20 de noviembre de 1976

 

Santidad,

Con emoción de fe común, llego a Vuestra sacra presencia. Traigo el testimonio de admiración, respecto y afecto de Venezuela, Nación de mayoría católica.

La Santa Sede y nuestra República viven una etapa espléndida – quizás la mejor – de sus relaciones en todo el curso de la historia. Mi gobierno, que es expresión directa y genuina de la voluntad de mis conciudadanos, no ha escatimado nada para que los vínculos de consideración y de colaboración con la Iglesia católica sean realmente positivos, tanto al orden democrático que conforma nuestra vida política, como a la institución eclesiástica que atiende a la formación espiritual de nuestro pueblo.

Celebro como Presidente de Venezuela que la Iglesia se encuentre en el disfrute del reciente convenio qui ha plasmado aspiraciones comunes. Me satisface recordar que algo hice, como miembro del Gobierno en aquel entonces y en el Congreso Nacional, en favor de la concertación del acuerdo que hoy nos rige. En ese mismo ambiente promisorio de amistad sincera se inspira esta visita, para mí inolvidable. Agradezco a Dios el honor de que sea yo el primer Jefe de Estado de Venezuela que visita oficialmente a Vuestra Santidad en esta sede apostólica.

Somos una nación que se identifica plenamente con el espíritu de Vuestra incesante campaña en pro de la paz mundial y el bienestar entre los hombres. Creemos, con Vuestra Santidad, que las armas morales deben prevalecer sobre las armas de la guerra y que la civilización ha de ser conducida con mano maestra y firme por los caminos adecuados para el bienestar material y espiritual del hombre. Conscientes de las dificultades y de la honda crisis que conmueve al mundo, proclamamos la primacía del espíritu sobre los materialismos y ratificamos, especialmente desde aquí, nuestra adhesión a la esperanza.

Filas de datos:
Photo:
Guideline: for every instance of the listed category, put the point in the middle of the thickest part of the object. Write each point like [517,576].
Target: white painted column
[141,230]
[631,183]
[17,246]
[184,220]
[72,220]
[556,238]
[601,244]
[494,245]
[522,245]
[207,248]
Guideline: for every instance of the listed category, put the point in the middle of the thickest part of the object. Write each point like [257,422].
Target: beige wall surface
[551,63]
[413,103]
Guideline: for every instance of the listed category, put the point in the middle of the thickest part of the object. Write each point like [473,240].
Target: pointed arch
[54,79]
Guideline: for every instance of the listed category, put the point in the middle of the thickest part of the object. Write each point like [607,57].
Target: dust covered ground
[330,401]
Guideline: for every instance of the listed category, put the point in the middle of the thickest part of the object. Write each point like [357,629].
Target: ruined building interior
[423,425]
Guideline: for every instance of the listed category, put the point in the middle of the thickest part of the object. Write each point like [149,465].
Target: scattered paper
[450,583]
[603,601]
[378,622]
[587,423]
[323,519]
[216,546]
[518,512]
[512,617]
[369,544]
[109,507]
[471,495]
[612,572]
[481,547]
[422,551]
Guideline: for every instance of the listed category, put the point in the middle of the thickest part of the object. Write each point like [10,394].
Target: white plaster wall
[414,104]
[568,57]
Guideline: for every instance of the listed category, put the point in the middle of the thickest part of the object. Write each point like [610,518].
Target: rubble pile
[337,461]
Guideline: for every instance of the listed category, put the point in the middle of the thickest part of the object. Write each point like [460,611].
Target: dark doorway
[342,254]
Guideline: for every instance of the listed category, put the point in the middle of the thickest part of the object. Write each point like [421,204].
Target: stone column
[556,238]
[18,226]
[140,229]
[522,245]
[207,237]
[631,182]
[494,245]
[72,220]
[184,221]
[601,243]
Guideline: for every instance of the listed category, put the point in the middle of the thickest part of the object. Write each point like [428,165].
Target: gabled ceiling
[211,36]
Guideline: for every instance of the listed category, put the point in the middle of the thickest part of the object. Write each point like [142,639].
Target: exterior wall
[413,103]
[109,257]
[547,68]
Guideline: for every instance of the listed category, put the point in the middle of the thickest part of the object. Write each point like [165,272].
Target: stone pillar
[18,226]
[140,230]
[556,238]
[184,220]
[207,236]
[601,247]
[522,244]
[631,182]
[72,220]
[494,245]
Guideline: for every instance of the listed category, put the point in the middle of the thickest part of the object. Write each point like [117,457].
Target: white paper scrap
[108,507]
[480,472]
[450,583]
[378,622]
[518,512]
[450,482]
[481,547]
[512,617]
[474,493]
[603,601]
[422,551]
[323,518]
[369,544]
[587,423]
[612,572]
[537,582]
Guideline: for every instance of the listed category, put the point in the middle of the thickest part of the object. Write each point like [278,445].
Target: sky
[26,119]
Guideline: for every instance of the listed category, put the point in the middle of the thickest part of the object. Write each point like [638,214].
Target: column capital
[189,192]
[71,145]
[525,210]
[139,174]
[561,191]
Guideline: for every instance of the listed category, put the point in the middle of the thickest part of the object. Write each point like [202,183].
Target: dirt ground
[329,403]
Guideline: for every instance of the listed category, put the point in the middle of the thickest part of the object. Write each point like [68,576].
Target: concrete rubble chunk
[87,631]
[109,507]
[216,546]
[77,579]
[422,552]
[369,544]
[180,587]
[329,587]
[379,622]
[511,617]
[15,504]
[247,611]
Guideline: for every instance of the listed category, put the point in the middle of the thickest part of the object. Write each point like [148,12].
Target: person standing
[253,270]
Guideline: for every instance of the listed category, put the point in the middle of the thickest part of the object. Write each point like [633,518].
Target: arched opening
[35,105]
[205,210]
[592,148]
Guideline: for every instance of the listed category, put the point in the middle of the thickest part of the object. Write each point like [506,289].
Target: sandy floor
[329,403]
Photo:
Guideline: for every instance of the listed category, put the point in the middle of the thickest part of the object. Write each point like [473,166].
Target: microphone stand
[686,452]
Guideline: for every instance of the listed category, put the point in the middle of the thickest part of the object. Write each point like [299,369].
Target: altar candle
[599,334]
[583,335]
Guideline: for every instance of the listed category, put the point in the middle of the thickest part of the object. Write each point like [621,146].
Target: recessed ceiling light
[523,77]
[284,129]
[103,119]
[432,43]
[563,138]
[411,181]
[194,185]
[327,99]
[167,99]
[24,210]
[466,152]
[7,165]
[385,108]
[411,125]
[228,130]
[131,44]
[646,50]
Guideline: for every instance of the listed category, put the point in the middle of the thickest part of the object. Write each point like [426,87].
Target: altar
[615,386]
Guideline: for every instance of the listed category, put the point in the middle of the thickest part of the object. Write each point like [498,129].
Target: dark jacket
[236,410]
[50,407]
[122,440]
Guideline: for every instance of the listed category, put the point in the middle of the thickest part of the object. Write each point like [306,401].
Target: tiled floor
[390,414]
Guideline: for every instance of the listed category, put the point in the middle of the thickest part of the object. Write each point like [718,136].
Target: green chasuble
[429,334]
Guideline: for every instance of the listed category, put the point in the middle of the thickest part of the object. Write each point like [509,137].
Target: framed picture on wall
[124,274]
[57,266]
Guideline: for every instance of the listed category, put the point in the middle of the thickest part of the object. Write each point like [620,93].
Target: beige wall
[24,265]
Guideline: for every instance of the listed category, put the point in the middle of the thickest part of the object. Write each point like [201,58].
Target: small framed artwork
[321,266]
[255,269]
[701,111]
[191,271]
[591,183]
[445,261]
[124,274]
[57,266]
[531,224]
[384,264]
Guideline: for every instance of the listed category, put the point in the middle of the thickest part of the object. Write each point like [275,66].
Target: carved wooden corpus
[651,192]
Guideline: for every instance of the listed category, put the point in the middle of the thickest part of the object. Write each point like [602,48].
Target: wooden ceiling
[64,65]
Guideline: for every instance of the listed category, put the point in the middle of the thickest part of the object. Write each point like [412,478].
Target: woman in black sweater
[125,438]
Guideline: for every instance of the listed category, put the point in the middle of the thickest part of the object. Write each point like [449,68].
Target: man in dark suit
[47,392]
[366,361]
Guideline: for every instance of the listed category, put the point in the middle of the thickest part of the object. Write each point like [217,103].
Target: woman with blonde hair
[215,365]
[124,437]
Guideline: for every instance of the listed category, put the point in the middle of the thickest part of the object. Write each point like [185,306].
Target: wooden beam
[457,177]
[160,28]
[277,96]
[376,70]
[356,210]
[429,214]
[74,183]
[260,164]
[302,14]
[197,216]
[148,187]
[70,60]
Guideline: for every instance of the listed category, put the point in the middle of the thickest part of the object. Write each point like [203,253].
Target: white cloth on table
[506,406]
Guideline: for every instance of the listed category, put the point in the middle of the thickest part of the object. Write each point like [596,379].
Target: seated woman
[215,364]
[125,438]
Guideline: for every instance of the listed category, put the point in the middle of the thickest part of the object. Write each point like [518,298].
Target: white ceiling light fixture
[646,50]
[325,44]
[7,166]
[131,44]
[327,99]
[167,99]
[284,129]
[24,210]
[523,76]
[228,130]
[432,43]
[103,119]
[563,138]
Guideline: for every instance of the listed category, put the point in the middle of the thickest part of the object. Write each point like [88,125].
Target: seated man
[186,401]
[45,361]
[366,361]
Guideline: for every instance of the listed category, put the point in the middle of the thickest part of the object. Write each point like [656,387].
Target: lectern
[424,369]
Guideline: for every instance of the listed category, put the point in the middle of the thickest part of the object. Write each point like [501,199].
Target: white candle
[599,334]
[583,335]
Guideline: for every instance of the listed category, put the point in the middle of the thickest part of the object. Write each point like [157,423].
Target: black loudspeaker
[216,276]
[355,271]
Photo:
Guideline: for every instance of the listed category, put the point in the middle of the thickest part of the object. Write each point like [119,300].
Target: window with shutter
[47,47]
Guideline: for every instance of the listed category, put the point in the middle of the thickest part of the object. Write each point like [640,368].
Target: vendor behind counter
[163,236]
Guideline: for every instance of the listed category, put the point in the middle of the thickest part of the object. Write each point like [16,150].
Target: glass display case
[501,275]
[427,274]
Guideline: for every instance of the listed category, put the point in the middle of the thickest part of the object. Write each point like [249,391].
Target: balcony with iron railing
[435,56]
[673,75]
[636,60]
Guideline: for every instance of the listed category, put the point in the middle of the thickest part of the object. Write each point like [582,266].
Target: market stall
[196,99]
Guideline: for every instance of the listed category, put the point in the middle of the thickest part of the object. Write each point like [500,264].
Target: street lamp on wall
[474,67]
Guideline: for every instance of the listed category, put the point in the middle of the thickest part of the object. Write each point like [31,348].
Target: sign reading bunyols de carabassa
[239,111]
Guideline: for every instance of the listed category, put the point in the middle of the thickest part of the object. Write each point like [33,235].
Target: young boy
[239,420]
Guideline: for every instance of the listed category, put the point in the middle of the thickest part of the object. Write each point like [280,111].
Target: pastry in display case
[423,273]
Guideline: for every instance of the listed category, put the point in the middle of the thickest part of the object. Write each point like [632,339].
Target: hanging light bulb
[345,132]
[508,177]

Tareas a realizar:
**a.** Reproduce literalmente el pasaje del discurso al Papa que va desde "20 de noviembre" hasta "de mayoría católica.", ambos incluidos.
**b.** Según el discurso al Papa, ¿qué hecho hace que esta visita a la sede apostólica sea la primera de su tipo?
**c.** Prolonga el discurso al Papa a partir de su última oración.

Respuestas en orden:
**a.**
20 de noviembre de 1976

 

Santidad,

Con emoción de fe común, llego a Vuestra sacra presencia. Traigo el testimonio de admiración, respecto y afecto de Venezuela, Nación de mayoría católica.

**b.** Es la primera vez que un Jefe de Estado de Venezuela visita oficialmente a Su Santidad en esa sede apostólica.

**c.**
En alguno de Vuestros mensajes para la Jornada de la Paz, que conmemoráis anualmente, se lee esta sentencia que llama a profundas reflexiones: «Si quieres la paz, trabaja para la justicia».

Sin justicia internacional no habrá paz sobre la tierra. La Iglesia ha proclamado por vuestros labios que « la cuestión social reviste hoy carácter mundial ».

Interpreto a mis compatriotas de América Latina, al decirle a Vuestra Santidad que compartimos sin reservas su idea de que el desarrollo es «el nuevo nombre de la paz», cuando es «la economía al servicio del hombre, en el pan de cada día distribuido a todos, como fuente de fraternidad y signo de la providencia. El desarrollo no se reduce al simple crecimiento económico. Por ser auténtico debe ser integral, es decir, promover a todos los hombres y a todo el hombre ». Esta es la idea que inspira nuestras luchas por el establecimiento de un nuevo orden económico internacional basado en la equidad, la igualdad soberana, la interdependencia, el interés común y la cooperación de los Estados, cualesquiera sean sus sistemas económicos y sociales, que permita corregir las desigualdades y reparar las injusticias actuales, eliminar las disparidades crecientes entre los países desarrollados y los países en desarrollo y garantizar a las generaciones presentes y futuras un desarrollo económico y social que vaya acelerándose, « en la paz y en la justicia », según reza la resolución adoptada por las Naciones Unidas, el 9 de mayo de 1974.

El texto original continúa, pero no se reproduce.